Задания
1. Перескажите в виде списка абзац фрагмента, начинающийся словами «Наконец, еще одна поправка», сохранив его основные утверждения.
2. Определите, соответствуют ли фрагменту следующие утверждения: (а) Лимонов назван героем этого времени; (б) лидеру допустимо отсидеть 15 суток ради поднятия рейтинга; (в) жизнь за границей для лидера приемлема. На каждое утверждение ответьте «да» или «нет» и приведите решающие слова фрагмента в точной цитате.
3. Перепишите часть фрагмента, начиная с предложения, в котором есть слова «Наконец, еще одна», и заканчивая словами «тоже смерти подобно.», заменив «тусовка» на «публика».

:: Фрагмент текста

Наконец, еще одна поправка: упертых людей хватает — Лимонов, например, — но именно Лимонов, при всех несомненных заслугах, не герой этого времени. Лидер не должен быть слишком иноприродным, слишком правильным, если угодно, чтобы на его фоне тусовка не утрачивала самоуважения. Он не должен рисковать посадкой и уж тем более не должен в самом деле садиться — разве что на 15 суток, для поднятия рейтинга; тусовка хочет равняться на лидера и даже подражать ему, но сесть она не хочет. Стало быть, когда речь заходит о реальных опасностях, духовный авторитет должен стремительно растворяться в толпе. Но быть виртуальным он не может, и жить за границей для него тоже смерти подобно.

::::
:: Исходные данные

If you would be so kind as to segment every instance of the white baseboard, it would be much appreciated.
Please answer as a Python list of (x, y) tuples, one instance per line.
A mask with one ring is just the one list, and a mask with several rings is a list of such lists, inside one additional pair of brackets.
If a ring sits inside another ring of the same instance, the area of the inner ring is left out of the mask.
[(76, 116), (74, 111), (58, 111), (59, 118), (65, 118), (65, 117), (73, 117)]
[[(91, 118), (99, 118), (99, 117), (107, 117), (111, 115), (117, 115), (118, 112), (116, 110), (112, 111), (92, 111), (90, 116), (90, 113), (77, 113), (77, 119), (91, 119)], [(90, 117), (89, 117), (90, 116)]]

::::

Ответы к заданиям
1.
- Упертых людей хватает, например Лимонов, однако он при всех несомненных заслугах не герой этого времени.
- Лидер не должен быть слишком иноприродным и слишком правильным, чтобы на его фоне тусовка не утрачивала самоуважения.
- Он не должен рисковать посадкой и тем более садиться, разве что на 15 суток для поднятия рейтинга.
- Тусовка хочет равняться на лидера и подражать ему, но сесть не хочет.
- Когда речь заходит о реальных опасностях, духовный авторитет должен стремительно растворяться в толпе.
- Вместе с тем он не может быть виртуальным, а жизнь за границей для него смерти подобна.

2.
(а) Нет: «именно Лимонов, при всех несомненных заслугах, не герой этого времени».
(б) Да: «разве что на 15 суток, для поднятия рейтинга».
(в) Нет: «жить за границей для него тоже смерти подобно».

3.
Наконец, еще одна поправка: упертых людей хватает — Лимонов, например, — но именно Лимонов, при всех несомненных заслугах, не герой этого времени. Лидер не должен быть слишком иноприродным, слишком правильным, если угодно, чтобы на его фоне публика не утрачивала самоуважения. Он не должен рисковать посадкой и уж тем более не должен в самом деле садиться — разве что на 15 суток, для поднятия рейтинга; публика хочет равняться на лидера и даже подражать ему, но сесть она не хочет. Стало быть, когда речь заходит о реальных опасностях, духовный авторитет должен стремительно растворяться в толпе. Но быть виртуальным он не может, и жить за границей для него тоже смерти подобно.